--- Begin Exercise input ---
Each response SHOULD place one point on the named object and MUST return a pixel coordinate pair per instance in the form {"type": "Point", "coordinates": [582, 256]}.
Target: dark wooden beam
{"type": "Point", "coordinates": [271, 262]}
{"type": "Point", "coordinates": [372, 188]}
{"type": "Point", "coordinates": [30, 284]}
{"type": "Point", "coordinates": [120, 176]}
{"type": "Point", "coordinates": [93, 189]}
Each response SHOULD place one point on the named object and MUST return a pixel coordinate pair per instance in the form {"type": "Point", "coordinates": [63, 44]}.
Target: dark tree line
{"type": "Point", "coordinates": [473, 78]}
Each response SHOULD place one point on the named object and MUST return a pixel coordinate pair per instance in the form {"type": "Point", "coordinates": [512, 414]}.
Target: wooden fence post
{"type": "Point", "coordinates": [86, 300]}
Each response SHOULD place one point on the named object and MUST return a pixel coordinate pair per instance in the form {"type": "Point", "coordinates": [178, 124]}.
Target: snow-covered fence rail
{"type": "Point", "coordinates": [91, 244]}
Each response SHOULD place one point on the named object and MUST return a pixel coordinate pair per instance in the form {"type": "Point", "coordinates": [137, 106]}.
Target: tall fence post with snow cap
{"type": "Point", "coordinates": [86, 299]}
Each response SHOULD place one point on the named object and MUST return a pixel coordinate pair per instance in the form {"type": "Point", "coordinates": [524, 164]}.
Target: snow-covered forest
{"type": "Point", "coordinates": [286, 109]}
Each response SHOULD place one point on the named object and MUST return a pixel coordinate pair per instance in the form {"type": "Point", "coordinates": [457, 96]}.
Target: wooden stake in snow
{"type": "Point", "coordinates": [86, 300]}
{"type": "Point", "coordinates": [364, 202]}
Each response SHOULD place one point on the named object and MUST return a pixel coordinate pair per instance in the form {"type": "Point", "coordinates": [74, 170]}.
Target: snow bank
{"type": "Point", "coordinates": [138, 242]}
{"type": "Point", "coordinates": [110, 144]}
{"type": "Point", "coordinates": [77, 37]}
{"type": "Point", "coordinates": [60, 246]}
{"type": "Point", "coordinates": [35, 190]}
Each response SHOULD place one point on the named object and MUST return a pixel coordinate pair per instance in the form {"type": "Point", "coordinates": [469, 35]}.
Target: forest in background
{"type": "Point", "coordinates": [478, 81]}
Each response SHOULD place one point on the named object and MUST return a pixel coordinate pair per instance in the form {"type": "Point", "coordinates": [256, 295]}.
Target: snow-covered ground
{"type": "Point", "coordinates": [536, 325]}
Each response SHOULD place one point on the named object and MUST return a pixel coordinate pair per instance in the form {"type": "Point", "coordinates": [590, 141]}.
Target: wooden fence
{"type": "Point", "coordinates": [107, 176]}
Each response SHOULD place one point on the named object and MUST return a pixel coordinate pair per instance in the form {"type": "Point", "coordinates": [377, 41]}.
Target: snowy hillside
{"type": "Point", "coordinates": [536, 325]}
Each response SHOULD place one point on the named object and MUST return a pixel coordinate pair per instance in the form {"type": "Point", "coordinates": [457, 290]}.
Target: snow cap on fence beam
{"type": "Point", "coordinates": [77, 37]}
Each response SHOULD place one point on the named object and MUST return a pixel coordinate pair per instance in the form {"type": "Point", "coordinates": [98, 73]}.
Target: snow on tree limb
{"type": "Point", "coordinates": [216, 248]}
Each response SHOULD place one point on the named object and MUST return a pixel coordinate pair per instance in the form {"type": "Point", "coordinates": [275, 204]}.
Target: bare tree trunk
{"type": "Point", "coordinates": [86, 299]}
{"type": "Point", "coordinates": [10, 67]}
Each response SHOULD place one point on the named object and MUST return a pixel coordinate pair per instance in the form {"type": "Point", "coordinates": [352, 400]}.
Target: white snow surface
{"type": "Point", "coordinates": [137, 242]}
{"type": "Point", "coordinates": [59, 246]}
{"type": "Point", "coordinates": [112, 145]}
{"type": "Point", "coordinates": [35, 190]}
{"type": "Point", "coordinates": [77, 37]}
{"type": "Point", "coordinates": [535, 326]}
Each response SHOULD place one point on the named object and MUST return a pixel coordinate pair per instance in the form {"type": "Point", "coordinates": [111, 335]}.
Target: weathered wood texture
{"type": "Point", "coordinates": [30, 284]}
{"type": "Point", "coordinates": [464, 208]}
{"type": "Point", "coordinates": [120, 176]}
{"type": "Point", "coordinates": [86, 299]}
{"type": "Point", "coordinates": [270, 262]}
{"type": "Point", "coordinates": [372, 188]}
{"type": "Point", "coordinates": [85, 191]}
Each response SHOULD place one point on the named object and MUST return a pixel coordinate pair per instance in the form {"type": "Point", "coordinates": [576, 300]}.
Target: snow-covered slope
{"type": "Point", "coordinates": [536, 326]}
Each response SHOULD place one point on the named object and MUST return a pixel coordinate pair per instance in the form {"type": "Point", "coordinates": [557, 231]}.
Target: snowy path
--- End Exercise input ---
» Problem to solve: From the first line to the last, please quote the material above exactly.

» Task output:
Each response SHOULD place one point on the named object and MUST return a pixel coordinate pair per instance in the form {"type": "Point", "coordinates": [582, 256]}.
Target: dark wooden beam
{"type": "Point", "coordinates": [271, 262]}
{"type": "Point", "coordinates": [372, 188]}
{"type": "Point", "coordinates": [30, 284]}
{"type": "Point", "coordinates": [120, 176]}
{"type": "Point", "coordinates": [93, 189]}
Each response SHOULD place one point on the named object and MUST return a pixel coordinate pair per instance in the form {"type": "Point", "coordinates": [63, 44]}.
Target: dark tree line
{"type": "Point", "coordinates": [473, 78]}
Each response SHOULD place one point on the named object and MUST return a pixel coordinate pair per instance in the form {"type": "Point", "coordinates": [512, 414]}.
Target: wooden fence post
{"type": "Point", "coordinates": [86, 300]}
Each response SHOULD place one point on the named object and MUST return a pixel coordinate pair per instance in the form {"type": "Point", "coordinates": [178, 124]}.
Target: snow-covered fence rail
{"type": "Point", "coordinates": [91, 244]}
Each response SHOULD place one point on the named object and MUST return a pixel coordinate pair per instance in the form {"type": "Point", "coordinates": [137, 106]}.
Target: tall fence post with snow cap
{"type": "Point", "coordinates": [86, 299]}
Each response SHOULD place one point on the named object and MUST return a pixel coordinate pair per instance in the form {"type": "Point", "coordinates": [524, 164]}.
Target: snow-covered forest
{"type": "Point", "coordinates": [286, 109]}
Each response SHOULD place one point on the named object and MUST return a pixel coordinate pair per instance in the form {"type": "Point", "coordinates": [457, 96]}.
Target: wooden stake in snow
{"type": "Point", "coordinates": [86, 300]}
{"type": "Point", "coordinates": [364, 202]}
Each response SHOULD place one point on the named object and MUST return a pixel coordinate pair per instance in the form {"type": "Point", "coordinates": [74, 170]}.
Target: snow bank
{"type": "Point", "coordinates": [138, 242]}
{"type": "Point", "coordinates": [110, 144]}
{"type": "Point", "coordinates": [77, 37]}
{"type": "Point", "coordinates": [60, 246]}
{"type": "Point", "coordinates": [35, 190]}
Each response SHOULD place one point on the named object and MUST return a pixel coordinate pair per instance in the form {"type": "Point", "coordinates": [469, 35]}.
Target: forest in background
{"type": "Point", "coordinates": [478, 81]}
Each response SHOULD place one point on the named object and MUST return a pixel coordinate pair per instance in the form {"type": "Point", "coordinates": [256, 295]}.
Target: snow-covered ground
{"type": "Point", "coordinates": [536, 325]}
Each response SHOULD place one point on the named object and MUST return a pixel coordinate pair per instance in the form {"type": "Point", "coordinates": [590, 141]}.
Target: wooden fence
{"type": "Point", "coordinates": [107, 176]}
Each response SHOULD place one point on the named object and MUST return a pixel coordinate pair per instance in the form {"type": "Point", "coordinates": [377, 41]}.
Target: snowy hillside
{"type": "Point", "coordinates": [536, 325]}
Each response SHOULD place one point on the named object and MUST return a pixel coordinate pair per instance in the form {"type": "Point", "coordinates": [457, 290]}.
Target: snow cap on fence beam
{"type": "Point", "coordinates": [77, 37]}
Each response SHOULD place one point on the named object and MUST return a pixel coordinate pair per instance in the form {"type": "Point", "coordinates": [98, 73]}.
Target: snow on tree limb
{"type": "Point", "coordinates": [216, 248]}
Each response SHOULD place one point on the named object and MUST return a pixel coordinate pair per instance in the form {"type": "Point", "coordinates": [275, 204]}.
Target: bare tree trunk
{"type": "Point", "coordinates": [86, 299]}
{"type": "Point", "coordinates": [10, 67]}
Each response SHOULD place one point on the named object and MUST return a pixel coordinate pair per instance in the form {"type": "Point", "coordinates": [352, 400]}.
Target: white snow surface
{"type": "Point", "coordinates": [137, 242]}
{"type": "Point", "coordinates": [59, 246]}
{"type": "Point", "coordinates": [112, 145]}
{"type": "Point", "coordinates": [35, 190]}
{"type": "Point", "coordinates": [77, 37]}
{"type": "Point", "coordinates": [535, 326]}
Each response SHOULD place one point on the named object and MUST return a pixel coordinate pair per instance in the form {"type": "Point", "coordinates": [111, 335]}.
Target: weathered wood texture
{"type": "Point", "coordinates": [30, 284]}
{"type": "Point", "coordinates": [464, 208]}
{"type": "Point", "coordinates": [120, 176]}
{"type": "Point", "coordinates": [86, 299]}
{"type": "Point", "coordinates": [270, 262]}
{"type": "Point", "coordinates": [372, 188]}
{"type": "Point", "coordinates": [85, 191]}
Each response SHOULD place one point on the named object and MUST return a pixel coordinate pair per instance in the form {"type": "Point", "coordinates": [576, 300]}.
Target: snow-covered slope
{"type": "Point", "coordinates": [536, 326]}
Each response SHOULD place one point on the named object and MUST return a pixel coordinate pair per instance in the form {"type": "Point", "coordinates": [557, 231]}.
Target: snowy path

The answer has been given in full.